== EXCERPT TO READ ==
Maybe you noticed in tonight’s paper that the Supreme Court is hearing a case on whether a law banning cross burning (a la KKK) is a violation of free speech, or a legitimate way to “punish” what the SF Chronicle called “racial intimidation”. No less an entity than the ACLU is helping defend the free speech view.

We found it appalling that, in the early stages of the hearing, the Justices focused mainly on what constitutes free speech and whether it was fair to single out cross burning as the only example of egregious actionable behavior.

It took the only black man currently sitting on the Court, Clarence Thomas, to point out that historically, cross burning is far more than symbolic speech or even intimidation. It’s an unmistakable physical threat. Thomas didn’t speak out until halfway through the hearing. The other Justices listened. This changed the course and tone of the debate.

== WRITTEN TASK A ==
Scale the labeled-object pointing entries by rewriting every line, requests included, with each x and y coordinate in the answers multiplied by 1.05 and rounded to the nearest whole number, halves rounded up. Leave the pictures out of your answer.
The entries that come next are unrelated to the passage about the cross-burning case.

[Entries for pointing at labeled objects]
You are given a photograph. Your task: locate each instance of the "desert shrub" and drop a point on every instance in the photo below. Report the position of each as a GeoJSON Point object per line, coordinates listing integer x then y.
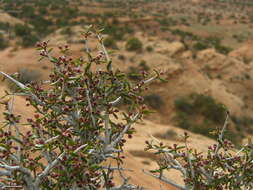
{"type": "Point", "coordinates": [221, 166]}
{"type": "Point", "coordinates": [25, 32]}
{"type": "Point", "coordinates": [155, 101]}
{"type": "Point", "coordinates": [200, 114]}
{"type": "Point", "coordinates": [134, 44]}
{"type": "Point", "coordinates": [121, 57]}
{"type": "Point", "coordinates": [200, 46]}
{"type": "Point", "coordinates": [223, 49]}
{"type": "Point", "coordinates": [71, 135]}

== WRITTEN TASK B ==
In the passage on the cross-burning case, what organization is helping defend the free speech view?

== SOLUTION A ==
You are given a photograph. Your task: locate each instance of the "desert shrub" and drop a point on every instance in the photo below. Report the position of each as a GeoJSON Point object per line, coordinates listing integer x then y.
{"type": "Point", "coordinates": [232, 174]}
{"type": "Point", "coordinates": [26, 34]}
{"type": "Point", "coordinates": [163, 106]}
{"type": "Point", "coordinates": [210, 120]}
{"type": "Point", "coordinates": [141, 46]}
{"type": "Point", "coordinates": [127, 60]}
{"type": "Point", "coordinates": [210, 48]}
{"type": "Point", "coordinates": [234, 51]}
{"type": "Point", "coordinates": [75, 142]}

== SOLUTION B ==
The ACLU